### Texto de origem
Deputado defende recurso ao STF contra decisões do Parlamento e aponta os erros do Legislativo como causa do seu esvaziamento
Alessandro Molon (PT-RJ), 41 anos, é um daqueles raros casos de parlamentares que alcançam projeção logo no primeiro mandato em Brasília. Destacou-se, entre outros temas, no debate sobre a distribuição dos royalties do petróleo, o marco civil da internet e assuntos ligados aos direitos humanos e à área jurídica em geral.
Parte da sua desenvoltura se deve à capacidade de comunicação adquirida como professor universitário (de Direito, na PUC do Rio), deputado estadual (dois mandatos) e nas frequentes aparições na Rádio Catedral (ligada à Igreja Católica). Não costuma usar essa habilidade para esconder suas opiniões. Ao contrário, em um Parlamento ocupado majoritariamente por políticos sempre muito falantes quando se trata de discorrer sobre erros alheios, mas em geral com baixo senso de autocrítica, ele mete o dedo na tomada: “O espaço do Congresso tem diminuído devido mais a seus erros do que a qualquer ação dos demais poderes”.
Molon cita dois exemplos que, no seu modo de ver, comprovam sua tese: o rolo compressor que permitiu aprovar – com o voto da maioria dos parlamentares do PT e da base governista – a Lei dos Royalties, tornando letra morta receitas previstas nos orçamentos de estados e municípios produtores de petróleo e gás, e a defesa que muitos parlamentares fazem da PEC 215/2000, que transfere do Executivo para o Legislativo o poder de demarcar terras indígenas. Nos dois casos, acredita, o Congresso viola a Constituição Federal, seja impondo mudanças súbitas de regras que jogam no lixo o pacto federativo, seja tentando avançar indevidamente sobre outros poderes da República.
Na questão dos royalties, que o levou a recorrer ao Supremo Tribunal Federal para evitar que a votação do veto presidencial às mudanças de regras definidas pelo Congresso atropelasse a fila, está otimista. Acredita que os prejuízos bilionários causadas ao seu estado pela lei aprovada no Parlamento serão minimizados porque, na pior das hipóteses, o STF concluirá “que é inconstitucional a mudança dos percentuais de royalties a serem distribuídos para os estados pelo menos dos contratos já firmados”. Indo além da proposta enviada ontem por Dilma, que destina à educação metade do chamado fundo social (formado por parcela dos lucros da exploração de petróleo e gás), apresentou projeto que reserva para a área educacional, durante dez anos, a integralidade desses recursos.
Veja a entrevista de Molon ao Congresso em Foco:
O senhor recorreu ao Supremo para impedir que o veto presidencial à Lei dos Royalties fosse votado furando a fila dos vetos pendentes de votação. Esse tipo de atitude não pode estimular o STF a invadir assuntos da competência do Congresso?

### Amostras dos dados

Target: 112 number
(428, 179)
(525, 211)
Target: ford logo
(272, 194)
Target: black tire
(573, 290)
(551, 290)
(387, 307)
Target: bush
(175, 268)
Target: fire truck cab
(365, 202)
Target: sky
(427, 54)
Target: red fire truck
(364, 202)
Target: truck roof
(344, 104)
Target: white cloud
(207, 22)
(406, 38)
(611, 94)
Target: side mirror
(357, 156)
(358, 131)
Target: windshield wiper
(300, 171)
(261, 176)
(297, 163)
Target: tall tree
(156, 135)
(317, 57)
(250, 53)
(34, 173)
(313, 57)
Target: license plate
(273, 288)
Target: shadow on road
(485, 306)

### Requisitos das tarefas
(a) Reproduza literalmente o trecho do texto sobre o deputado Molon que vai de "Molon cita dois" até "poderes da República.", incluindo essas palavras.
(b) Segundo o texto sobre o deputado Molon, em que atividades ele adquiriu sua capacidade de comunicação? Liste todas.
(c) Escreva o que vem a seguir no texto sobre o deputado Molon, começando logo após a última frase.

### Respostas em ordem
(a)
Molon cita dois exemplos que, no seu modo de ver, comprovam sua tese: o rolo compressor que permitiu aprovar – com o voto da maioria dos parlamentares do PT e da base governista – a Lei dos Royalties, tornando letra morta receitas previstas nos orçamentos de estados e municípios produtores de petróleo e gás, e a defesa que muitos parlamentares fazem da PEC 215/2000, que transfere do Executivo para o Legislativo o poder de demarcar terras indígenas. Nos dois casos, acredita, o Congresso viola a Constituição Federal, seja impondo mudanças súbitas de regras que jogam no lixo o pacto federativo, seja tentando avançar indevidamente sobre outros poderes da República.

(b)
- Professor universitário (de Direito, na PUC do Rio)
- Deputado estadual (dois mandatos)
- Aparições frequentes na Rádio Catedral (ligada à Igreja Católica)

(c)
De maneira nenhuma. A função do Supremo na democracia é esta, fazer o controle jurídico. Toda vez que um parlamentar verifica que o devido processo legislativo está sendo violado, ele tem todo o direito de recorrer para contar com a proteção do Supremo. Quando se está em minoria, muitas vezes pedir a manifestação do STF é o único recurso que se tem. E foi o que ocorreu no caso dos royalties. Aquela votação do veto à Lei dos Royalties foi inconstitucional. Evidente que não faz sentido pinçar uma matéria, dentre 3 mil vetos à espera de apreciação, e votar. Fila importa, sim. Tinha que ter sido respeitada a ordem cronológica dos vetos. Foi um jeitinho.
Mas o Supremo não piora as coisas quando interrompe a tramitação de um projeto?
Pessoalmente, não tive a oportunidade de ler a decisão do ministro Gilmar. Regra geral, entendo que não cabe a análise do mérito durante a tramitação de uma proposição legislativa. A única maneira, a meu ver, que pode justificar uma liminar do Supremo suspendendo a tramitação de um projeto é a existência de fortes indicações de violação do devido processo legislativo. Mas não me sinto à vontade para comentar esse caso específico por não ter lido as razões dadas pelo ministro.
E a PEC 33? O Congresso não extrapola ao pretender dar a última palavra em relação às decisões do Supremo?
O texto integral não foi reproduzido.